Pembuat sebenarnya dari berbagai
macam perbuatan itu, ialah Tuhan dan manusia hanyalah merupakan alat untuk
berlakunya perbuatan Tuhan. Dalam hal perbuatan itu manusia terpaksa melakukan
apa yang dikehendaki Tuhan.
Dalam persoalan kehendak Tuhan,
al-Asy’ari menegaskan bahwa Tuhan menghendaki segala apa yang mungkin
dikehendaki. Ayat yang dipakai untuk memperkuat pendapat tersebut ialah :
Oleh al-Asy’ari diartikan bahwa
manusia tak bisa menghendaki sesuatu, kecuali jika Allah menghendaki manusia
supaya menghendaki manusia supaya menghendaki sesuatu itu.
Jadi daya atau kebebasan manusia
sangatlah terbatas, sebab untuk mewujudkan perbuatan-perbuatannya manusia
sangat tergantung pada kehendak Tuhan. Ini jelas mengandung arti kehendak
manusia atau kebebasan manusia ialah satu dengan kehendak Tuhan. Dan bahwa
kehendak yang ada dalam diri manusia sebenarnya tidak lain dari kehendak Tuhan,
kemauan dan kebebasan untuk berbuat ialah perbuatan Tuhan dan bukan perbuatan
manusia.

☆ ☆ ☆

DAFTAR TUGAS>
1. Menurut teks tentang pandangan al-Asy’ari, siapa pembuat sebenarnya dari berbagai macam perbuatan?
2. Perbarui bagian teks tentang pandangan al-Asy’ari yang dimulai dengan "Pembuat sebenarnya dari" dan berlanjut sampai "menghendaki sesuatu itu.". Ganti "alat" dengan "sarana".

BARIS DATA>
☆ ☆ ☆

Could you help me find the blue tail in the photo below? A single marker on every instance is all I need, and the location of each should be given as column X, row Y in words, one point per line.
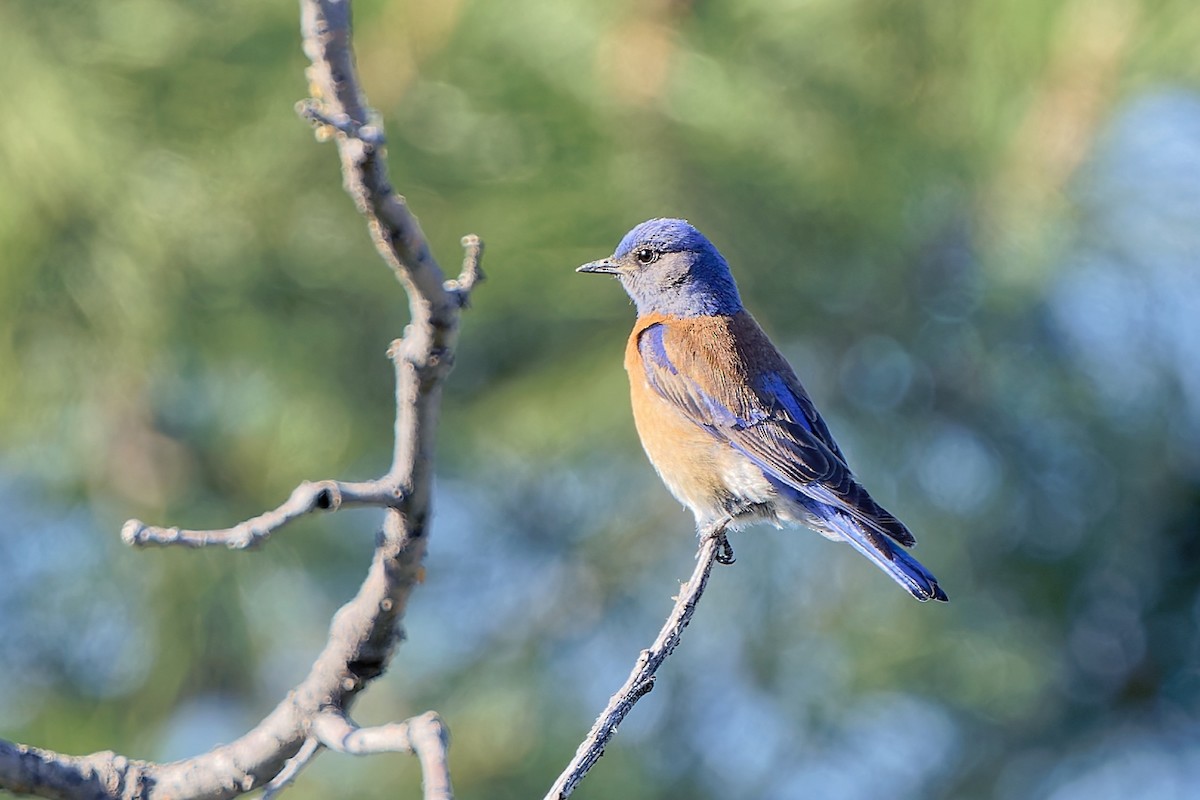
column 889, row 557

☆ ☆ ☆

HASIL TIAP TUGAS>
1. Tuhan, sedangkan manusia hanyalah alat untuk berlakunya perbuatan Tuhan.

2.
Pembuat sebenarnya dari berbagai
macam perbuatan itu, ialah Tuhan dan manusia hanyalah merupakan sarana untuk
berlakunya perbuatan Tuhan. Dalam hal perbuatan itu manusia terpaksa melakukan
apa yang dikehendaki Tuhan.
Dalam persoalan kehendak Tuhan,
al-Asy’ari menegaskan bahwa Tuhan menghendaki segala apa yang mungkin
dikehendaki. Ayat yang dipakai untuk memperkuat pendapat tersebut ialah :
Oleh al-Asy’ari diartikan bahwa
manusia tak bisa menghendaki sesuatu, kecuali jika Allah menghendaki manusia
supaya menghendaki manusia supaya menghendaki sesuatu itu.